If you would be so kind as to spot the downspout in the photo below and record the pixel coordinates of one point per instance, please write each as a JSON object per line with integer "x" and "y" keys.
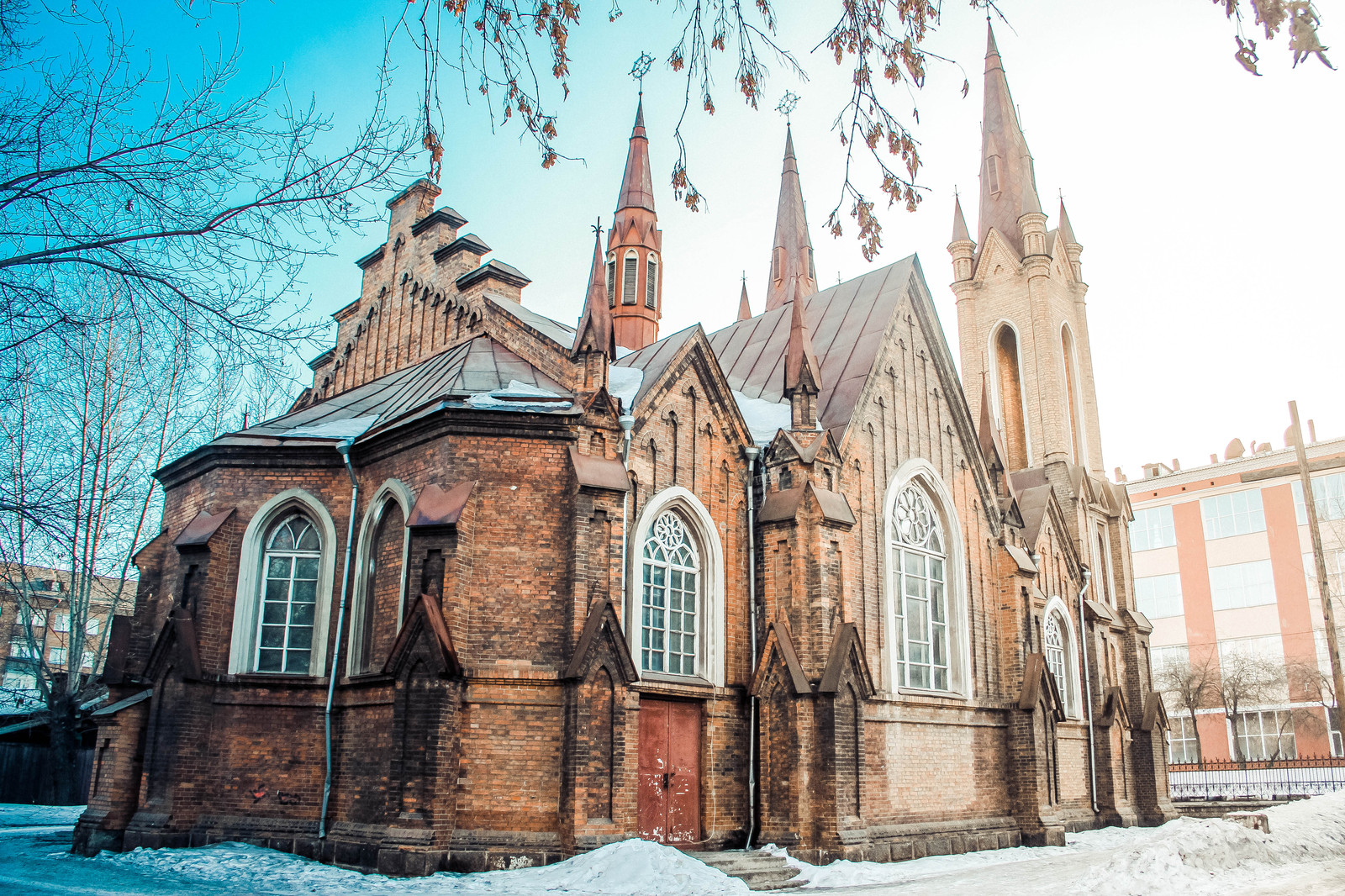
{"x": 627, "y": 427}
{"x": 1083, "y": 640}
{"x": 340, "y": 631}
{"x": 752, "y": 452}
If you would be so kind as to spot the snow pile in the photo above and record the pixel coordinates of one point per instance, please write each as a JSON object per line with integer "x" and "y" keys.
{"x": 627, "y": 867}
{"x": 623, "y": 868}
{"x": 1197, "y": 856}
{"x": 20, "y": 815}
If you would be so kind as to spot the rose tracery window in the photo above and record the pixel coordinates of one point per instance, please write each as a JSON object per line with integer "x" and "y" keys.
{"x": 289, "y": 596}
{"x": 669, "y": 598}
{"x": 919, "y": 564}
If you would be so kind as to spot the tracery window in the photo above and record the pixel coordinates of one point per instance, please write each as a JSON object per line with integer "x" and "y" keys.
{"x": 288, "y": 596}
{"x": 1056, "y": 651}
{"x": 670, "y": 598}
{"x": 919, "y": 562}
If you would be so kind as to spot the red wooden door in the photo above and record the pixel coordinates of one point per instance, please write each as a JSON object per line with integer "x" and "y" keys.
{"x": 670, "y": 771}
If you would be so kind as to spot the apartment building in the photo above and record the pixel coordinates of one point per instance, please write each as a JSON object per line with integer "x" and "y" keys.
{"x": 1224, "y": 569}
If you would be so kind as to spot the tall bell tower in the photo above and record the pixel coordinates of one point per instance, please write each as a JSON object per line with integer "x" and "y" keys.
{"x": 1021, "y": 318}
{"x": 636, "y": 249}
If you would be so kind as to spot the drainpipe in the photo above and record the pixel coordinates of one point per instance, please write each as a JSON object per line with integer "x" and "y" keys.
{"x": 1083, "y": 640}
{"x": 340, "y": 630}
{"x": 627, "y": 423}
{"x": 752, "y": 452}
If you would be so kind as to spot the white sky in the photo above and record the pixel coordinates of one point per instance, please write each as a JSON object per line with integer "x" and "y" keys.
{"x": 1208, "y": 201}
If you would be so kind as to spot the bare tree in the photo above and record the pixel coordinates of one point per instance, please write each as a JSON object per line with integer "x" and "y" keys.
{"x": 199, "y": 203}
{"x": 497, "y": 47}
{"x": 1194, "y": 687}
{"x": 98, "y": 410}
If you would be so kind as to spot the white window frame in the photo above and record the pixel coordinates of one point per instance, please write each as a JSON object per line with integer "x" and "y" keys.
{"x": 955, "y": 575}
{"x": 1160, "y": 606}
{"x": 396, "y": 492}
{"x": 1232, "y": 514}
{"x": 1147, "y": 535}
{"x": 1227, "y": 595}
{"x": 1069, "y": 689}
{"x": 248, "y": 598}
{"x": 705, "y": 533}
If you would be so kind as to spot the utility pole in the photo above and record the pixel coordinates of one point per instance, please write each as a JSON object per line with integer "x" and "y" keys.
{"x": 1324, "y": 587}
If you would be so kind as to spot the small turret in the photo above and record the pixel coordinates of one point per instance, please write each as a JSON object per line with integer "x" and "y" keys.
{"x": 802, "y": 373}
{"x": 961, "y": 248}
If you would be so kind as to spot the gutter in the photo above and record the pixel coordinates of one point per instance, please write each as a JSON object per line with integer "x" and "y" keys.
{"x": 1083, "y": 640}
{"x": 752, "y": 454}
{"x": 343, "y": 447}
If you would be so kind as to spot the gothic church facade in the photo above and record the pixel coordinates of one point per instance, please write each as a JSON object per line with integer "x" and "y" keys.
{"x": 498, "y": 591}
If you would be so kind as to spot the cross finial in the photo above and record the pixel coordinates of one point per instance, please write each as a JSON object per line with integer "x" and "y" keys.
{"x": 641, "y": 69}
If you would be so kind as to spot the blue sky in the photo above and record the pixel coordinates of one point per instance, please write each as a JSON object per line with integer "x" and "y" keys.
{"x": 1207, "y": 201}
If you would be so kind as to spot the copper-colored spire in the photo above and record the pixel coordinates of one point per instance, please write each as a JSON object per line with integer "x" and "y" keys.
{"x": 802, "y": 372}
{"x": 791, "y": 253}
{"x": 638, "y": 185}
{"x": 595, "y": 331}
{"x": 959, "y": 224}
{"x": 1008, "y": 183}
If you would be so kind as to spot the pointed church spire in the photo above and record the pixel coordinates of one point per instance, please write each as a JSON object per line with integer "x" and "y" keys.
{"x": 959, "y": 222}
{"x": 1008, "y": 183}
{"x": 1067, "y": 232}
{"x": 791, "y": 253}
{"x": 802, "y": 372}
{"x": 638, "y": 185}
{"x": 595, "y": 333}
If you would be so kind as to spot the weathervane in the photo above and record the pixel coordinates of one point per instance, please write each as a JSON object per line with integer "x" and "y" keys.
{"x": 641, "y": 69}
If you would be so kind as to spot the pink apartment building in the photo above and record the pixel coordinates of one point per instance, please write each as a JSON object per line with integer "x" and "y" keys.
{"x": 1223, "y": 566}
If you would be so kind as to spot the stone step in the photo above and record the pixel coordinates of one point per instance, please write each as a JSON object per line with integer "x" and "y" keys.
{"x": 757, "y": 869}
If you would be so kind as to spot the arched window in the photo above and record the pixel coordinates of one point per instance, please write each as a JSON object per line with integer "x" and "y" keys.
{"x": 1059, "y": 649}
{"x": 288, "y": 596}
{"x": 670, "y": 598}
{"x": 1009, "y": 393}
{"x": 629, "y": 279}
{"x": 919, "y": 562}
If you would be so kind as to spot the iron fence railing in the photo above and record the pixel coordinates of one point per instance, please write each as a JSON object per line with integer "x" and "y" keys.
{"x": 1266, "y": 779}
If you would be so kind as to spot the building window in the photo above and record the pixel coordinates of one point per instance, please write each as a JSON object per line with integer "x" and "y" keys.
{"x": 1153, "y": 528}
{"x": 629, "y": 279}
{"x": 1056, "y": 650}
{"x": 670, "y": 598}
{"x": 1328, "y": 498}
{"x": 288, "y": 598}
{"x": 1234, "y": 514}
{"x": 921, "y": 602}
{"x": 1158, "y": 596}
{"x": 1266, "y": 735}
{"x": 1242, "y": 586}
{"x": 1181, "y": 741}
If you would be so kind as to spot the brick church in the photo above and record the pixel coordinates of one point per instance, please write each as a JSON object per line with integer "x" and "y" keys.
{"x": 499, "y": 589}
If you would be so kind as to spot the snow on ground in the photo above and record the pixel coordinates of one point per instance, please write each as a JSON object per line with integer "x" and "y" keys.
{"x": 1304, "y": 855}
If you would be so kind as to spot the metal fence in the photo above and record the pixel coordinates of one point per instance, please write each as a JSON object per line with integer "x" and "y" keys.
{"x": 1278, "y": 779}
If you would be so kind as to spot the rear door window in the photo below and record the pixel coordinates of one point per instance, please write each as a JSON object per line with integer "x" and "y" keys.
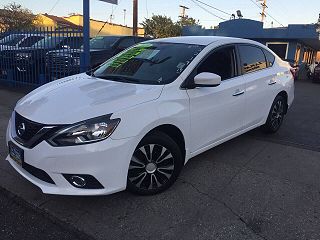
{"x": 220, "y": 62}
{"x": 252, "y": 59}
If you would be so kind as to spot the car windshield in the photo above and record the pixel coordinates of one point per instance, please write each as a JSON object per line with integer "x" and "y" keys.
{"x": 149, "y": 63}
{"x": 11, "y": 40}
{"x": 48, "y": 42}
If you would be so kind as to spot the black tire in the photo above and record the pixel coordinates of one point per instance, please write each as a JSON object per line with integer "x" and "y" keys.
{"x": 276, "y": 115}
{"x": 158, "y": 161}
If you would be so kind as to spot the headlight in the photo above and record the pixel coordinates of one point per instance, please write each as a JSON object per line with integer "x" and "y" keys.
{"x": 76, "y": 61}
{"x": 89, "y": 131}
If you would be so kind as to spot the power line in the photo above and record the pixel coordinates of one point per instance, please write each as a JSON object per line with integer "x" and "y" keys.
{"x": 210, "y": 6}
{"x": 268, "y": 14}
{"x": 195, "y": 2}
{"x": 54, "y": 5}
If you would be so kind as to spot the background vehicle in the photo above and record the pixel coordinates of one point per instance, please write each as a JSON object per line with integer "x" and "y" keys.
{"x": 30, "y": 61}
{"x": 136, "y": 120}
{"x": 14, "y": 41}
{"x": 101, "y": 49}
{"x": 311, "y": 68}
{"x": 316, "y": 74}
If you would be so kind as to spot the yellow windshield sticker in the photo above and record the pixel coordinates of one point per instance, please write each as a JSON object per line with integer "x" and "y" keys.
{"x": 129, "y": 54}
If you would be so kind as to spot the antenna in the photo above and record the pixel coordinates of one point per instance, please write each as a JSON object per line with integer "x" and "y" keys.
{"x": 239, "y": 14}
{"x": 264, "y": 6}
{"x": 183, "y": 11}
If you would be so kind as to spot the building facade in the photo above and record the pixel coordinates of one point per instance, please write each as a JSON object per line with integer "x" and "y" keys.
{"x": 297, "y": 43}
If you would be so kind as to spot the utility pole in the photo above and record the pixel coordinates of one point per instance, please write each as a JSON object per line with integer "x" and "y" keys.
{"x": 183, "y": 11}
{"x": 264, "y": 6}
{"x": 124, "y": 16}
{"x": 135, "y": 18}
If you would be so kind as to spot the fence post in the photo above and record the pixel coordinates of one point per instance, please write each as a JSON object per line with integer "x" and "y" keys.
{"x": 86, "y": 35}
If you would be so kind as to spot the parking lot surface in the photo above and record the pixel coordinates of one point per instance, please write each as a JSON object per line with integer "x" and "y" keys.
{"x": 256, "y": 186}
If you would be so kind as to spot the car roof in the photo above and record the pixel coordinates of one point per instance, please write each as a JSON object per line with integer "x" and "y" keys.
{"x": 204, "y": 40}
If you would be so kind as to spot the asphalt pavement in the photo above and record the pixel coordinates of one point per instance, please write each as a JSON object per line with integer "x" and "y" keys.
{"x": 255, "y": 186}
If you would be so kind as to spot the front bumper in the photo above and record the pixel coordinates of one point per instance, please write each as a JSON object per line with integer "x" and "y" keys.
{"x": 107, "y": 161}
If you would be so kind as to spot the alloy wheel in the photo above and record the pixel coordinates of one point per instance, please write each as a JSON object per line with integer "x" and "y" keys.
{"x": 151, "y": 167}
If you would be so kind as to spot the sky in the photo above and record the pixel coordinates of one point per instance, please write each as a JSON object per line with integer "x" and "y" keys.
{"x": 284, "y": 11}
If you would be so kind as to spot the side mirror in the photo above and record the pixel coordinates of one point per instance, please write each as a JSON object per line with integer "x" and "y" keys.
{"x": 206, "y": 79}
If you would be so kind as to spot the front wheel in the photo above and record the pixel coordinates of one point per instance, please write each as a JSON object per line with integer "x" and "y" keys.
{"x": 155, "y": 164}
{"x": 276, "y": 115}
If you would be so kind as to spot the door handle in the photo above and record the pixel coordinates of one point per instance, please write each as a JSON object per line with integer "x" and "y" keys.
{"x": 238, "y": 92}
{"x": 272, "y": 82}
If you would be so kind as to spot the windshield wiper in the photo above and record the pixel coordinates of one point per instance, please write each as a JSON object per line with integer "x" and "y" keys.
{"x": 154, "y": 62}
{"x": 119, "y": 78}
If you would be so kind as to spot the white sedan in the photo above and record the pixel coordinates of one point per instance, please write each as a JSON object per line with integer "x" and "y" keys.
{"x": 136, "y": 120}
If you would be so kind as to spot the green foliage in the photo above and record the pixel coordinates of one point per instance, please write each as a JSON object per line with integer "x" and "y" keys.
{"x": 14, "y": 17}
{"x": 160, "y": 27}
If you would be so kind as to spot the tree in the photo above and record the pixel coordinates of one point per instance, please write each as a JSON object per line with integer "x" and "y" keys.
{"x": 160, "y": 27}
{"x": 14, "y": 17}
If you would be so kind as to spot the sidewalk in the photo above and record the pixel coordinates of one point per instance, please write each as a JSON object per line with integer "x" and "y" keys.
{"x": 256, "y": 186}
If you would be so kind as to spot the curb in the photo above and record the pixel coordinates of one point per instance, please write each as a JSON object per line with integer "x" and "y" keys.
{"x": 62, "y": 223}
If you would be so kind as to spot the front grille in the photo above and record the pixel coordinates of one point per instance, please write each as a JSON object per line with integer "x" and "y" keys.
{"x": 38, "y": 173}
{"x": 26, "y": 129}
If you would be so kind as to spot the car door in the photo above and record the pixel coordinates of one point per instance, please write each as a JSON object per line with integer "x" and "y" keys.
{"x": 260, "y": 80}
{"x": 217, "y": 112}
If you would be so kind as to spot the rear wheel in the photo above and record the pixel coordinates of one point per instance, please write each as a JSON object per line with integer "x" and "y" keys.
{"x": 276, "y": 115}
{"x": 155, "y": 165}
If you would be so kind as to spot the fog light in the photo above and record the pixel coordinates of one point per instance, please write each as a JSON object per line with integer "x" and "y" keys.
{"x": 77, "y": 181}
{"x": 84, "y": 181}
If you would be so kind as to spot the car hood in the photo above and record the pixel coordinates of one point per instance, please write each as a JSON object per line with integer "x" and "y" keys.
{"x": 80, "y": 97}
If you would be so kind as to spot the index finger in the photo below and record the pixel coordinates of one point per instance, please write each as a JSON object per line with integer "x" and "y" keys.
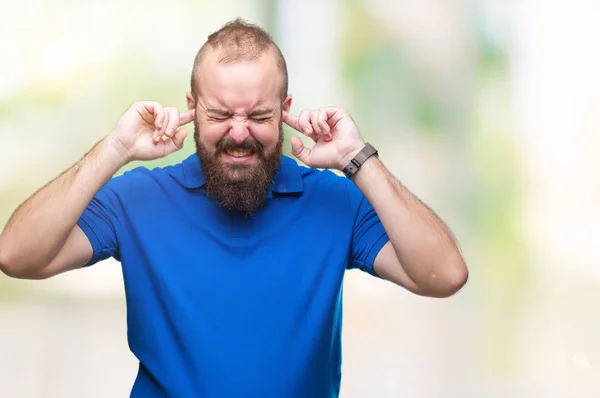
{"x": 292, "y": 121}
{"x": 187, "y": 117}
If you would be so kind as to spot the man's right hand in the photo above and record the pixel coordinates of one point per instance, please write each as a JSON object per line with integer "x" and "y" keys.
{"x": 147, "y": 131}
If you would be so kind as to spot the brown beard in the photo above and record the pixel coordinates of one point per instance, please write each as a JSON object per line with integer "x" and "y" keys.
{"x": 238, "y": 187}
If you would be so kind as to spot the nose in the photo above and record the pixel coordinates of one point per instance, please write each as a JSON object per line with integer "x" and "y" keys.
{"x": 239, "y": 131}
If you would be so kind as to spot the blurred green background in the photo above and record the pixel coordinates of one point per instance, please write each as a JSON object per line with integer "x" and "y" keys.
{"x": 488, "y": 110}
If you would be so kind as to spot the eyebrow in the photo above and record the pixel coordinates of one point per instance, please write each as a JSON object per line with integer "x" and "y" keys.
{"x": 261, "y": 112}
{"x": 258, "y": 112}
{"x": 219, "y": 112}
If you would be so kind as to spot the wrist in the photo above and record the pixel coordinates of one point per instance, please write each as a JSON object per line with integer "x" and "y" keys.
{"x": 115, "y": 152}
{"x": 359, "y": 158}
{"x": 351, "y": 155}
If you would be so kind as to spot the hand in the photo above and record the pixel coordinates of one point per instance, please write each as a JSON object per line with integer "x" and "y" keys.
{"x": 147, "y": 131}
{"x": 336, "y": 136}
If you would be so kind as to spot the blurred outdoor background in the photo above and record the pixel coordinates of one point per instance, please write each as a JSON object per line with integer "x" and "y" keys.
{"x": 489, "y": 110}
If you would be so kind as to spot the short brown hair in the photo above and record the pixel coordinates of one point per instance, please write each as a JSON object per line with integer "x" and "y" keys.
{"x": 238, "y": 41}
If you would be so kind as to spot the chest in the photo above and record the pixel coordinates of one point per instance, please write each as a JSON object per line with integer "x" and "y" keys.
{"x": 285, "y": 253}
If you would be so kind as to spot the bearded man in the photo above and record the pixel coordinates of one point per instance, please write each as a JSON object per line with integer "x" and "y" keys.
{"x": 233, "y": 260}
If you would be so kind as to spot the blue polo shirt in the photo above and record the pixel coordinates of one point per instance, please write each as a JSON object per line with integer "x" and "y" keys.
{"x": 223, "y": 305}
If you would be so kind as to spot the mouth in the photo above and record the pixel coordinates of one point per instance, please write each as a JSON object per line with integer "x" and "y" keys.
{"x": 239, "y": 155}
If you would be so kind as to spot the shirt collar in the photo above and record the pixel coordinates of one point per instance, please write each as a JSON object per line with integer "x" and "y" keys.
{"x": 287, "y": 180}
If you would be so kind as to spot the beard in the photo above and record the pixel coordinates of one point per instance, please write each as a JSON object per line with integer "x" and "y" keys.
{"x": 238, "y": 187}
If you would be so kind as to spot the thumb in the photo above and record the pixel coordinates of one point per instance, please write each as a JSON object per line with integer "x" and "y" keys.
{"x": 300, "y": 151}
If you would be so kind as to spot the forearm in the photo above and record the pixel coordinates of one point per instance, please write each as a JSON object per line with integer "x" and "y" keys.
{"x": 38, "y": 229}
{"x": 424, "y": 245}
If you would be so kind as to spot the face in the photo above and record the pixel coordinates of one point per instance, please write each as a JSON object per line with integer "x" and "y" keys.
{"x": 238, "y": 128}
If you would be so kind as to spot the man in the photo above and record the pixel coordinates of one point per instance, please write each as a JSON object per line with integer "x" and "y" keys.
{"x": 233, "y": 260}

----------------

Task statement | Find the line that contains "If you would be so kind as to spot the thumb". Restate it and all lines after it exactly, ending with the final line of the data.

Exercise result |
If you would be so kind as to spot the thumb in the photo above and record the pixel coordinates of one point per instance, please write each as a JSON object per line with integer "x" and "y" keys.
{"x": 300, "y": 151}
If you would be so kind as to spot the forearm in the photo above and record the pixel coordinates of one point per instance, please write each as a JSON object per line with integer "x" and "y" keys.
{"x": 38, "y": 229}
{"x": 424, "y": 245}
If you would be so kind as to spot the face in the photo above and record the pixel coordinates of one point per instance, please write each as a JSON object per line with integer "x" and "y" keys.
{"x": 238, "y": 128}
If you would be so kind as to spot the man in the photo above and record the pixel coordinates of one point per instance, please write each as a JSON object per line with integer "x" and "y" keys.
{"x": 233, "y": 260}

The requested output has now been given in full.